# [AYUDA]Bloqueos al querer actualizar Gentoo

## Jack Krauser

Hola a todos...

He pasado dos o tres meses sin aplicar las actualizaciones en mi gentoo y hace una semana y media he hecho un "emerge --sync" y me he enterado de un montón de cambios... Procedí a leer y a querer aplicar todos los cambios que pudiera en mis archivos y he pasado de solucionar 52 bloqueos a 22 bloqueos (de los cuales creo que son 5 los que lo originan) los cuales no entiendo como darle solución y por eso acude a ustedes por algo de guía y ayuda. Estos son mis bloqueos:

 *emerge wrote:*   

> 
> 
> [blocks B      ] <=app-emulation/emul-linux-x86-baselibs-20140508-r12 ("<=app-emulation/emul-linux-x86-baselibs-20140508-r12" is blocking dev-libs/nspr-4.10.8, dev-libs/nss-3.19-r1)
> 
> [blocks B      ] media-libs/libpostproc ("media-libs/libpostproc" is blocking media-video/ffmpeg-2.2.14)
> ...

 

El detalle de los bloqueos están a continuación:

 *emerge wrote:*   

> 
> 
> !!! Multiple package instances within a single package slot have been pulled
> 
> !!! into the dependency graph, resulting in a slot conflict:
> ...

 

Añadiendo algo de información puedo decir que uso un sistema multilib y con el perfil "[3]   default/linux/amd64/13.0/desktop *"
____________
**LISTA DE TAREAS**
[A] Reproduce literalmente el fragmento del hilo sobre Gentoo que va de "Hola a todos..." a "blocking dev-libs/nspr-4.10.8, dev-libs/nss-3.19-r1)", ambos incluidos.
[B] Prosigue la redacción del hilo sobre Gentoo a partir de su última oración.
Los ítems no intervienen en esto.
____________
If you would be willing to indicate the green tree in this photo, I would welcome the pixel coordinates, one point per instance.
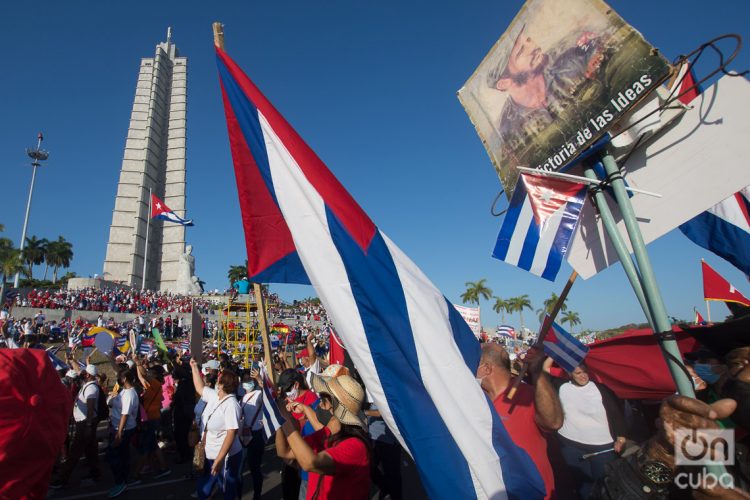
(572, 318)
(518, 304)
(10, 262)
(59, 254)
(33, 253)
(501, 307)
(474, 291)
(236, 273)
____________
**RESPUESTAS DEL EJERCICIO**
[A]
Hola a todos...

He pasado dos o tres meses sin aplicar las actualizaciones en mi gentoo y hace una semana y media he hecho un "emerge --sync" y me he enterado de un montón de cambios... Procedí a leer y a querer aplicar todos los cambios que pudiera en mis archivos y he pasado de solucionar 52 bloqueos a 22 bloqueos (de los cuales creo que son 5 los que lo originan) los cuales no entiendo como darle solución y por eso acude a ustedes por algo de guía y ayuda. Estos son mis bloqueos:

 *emerge wrote:*   

> 
> 
> [blocks B      ] <=app-emulation/emul-linux-x86-baselibs-20140508-r12 ("<=app-emulation/emul-linux-x86-baselibs-20140508-r12" is blocking dev-libs/nspr-4.10.8, dev-libs/nss-3.19-r1)

[B]
Espero vuestra pronta ayuda ya que apliqué lo que decía "eselect news read 24":

 *eselect news wrote:*   

> 
> 
> Starting on 2015-03-29, we are enabling true multilib support on amd64
> 
> and masking the old emul-linux-x86 package sets for removal. This
> ...

 

Al aplicar eso me da miedo no poder entrar al sistema si reinicio la pc   :Confused: 

Gracias de antemano... Saludos amigos!!!

----------

## pelelademadera

instalaste gentoo, y tenes miedo a que el sistema no levante... lo he escuchado de usuarios windows, creo que nunca de un user de linux, menos de uno de gentoo.

nada que un chroot no repare.

Si el sistema no levanta, booteas un live cualquiera de 64bits, montas todo como montaste al instalar, y haces el chroot de nuevo. una vez que estas ahi, env-update y source /etc/profile.

despues dentro de esa terminal estas en gentoo.

vamos a tu problema con los bloqueos.

desinstalar emul-linux-x86 de ninguna manera te va a dejar sin equipo. a lo sumo te mata alguna aplicacion.

cuando te dormis mucho tiempo con el emerge --sync suele pasar lo que te pasa, y en general son solucionables esos problemas desinstalando lo que se bloquea. suele ser la solucion mas rapida, asumiendo que tenes una pc que es descentemente rapida.

haces un emerge -C "paquetes que bloquean" y tratas de volver a hacer el emerge -DuNav world.

si volves a tener bloqueos, y son varios, es mas facil a veces mirar los ebuild.

app-emulation/emul-linux-x86-baselibs-20140508-r12  es mayormente el problema, y wine es el otro.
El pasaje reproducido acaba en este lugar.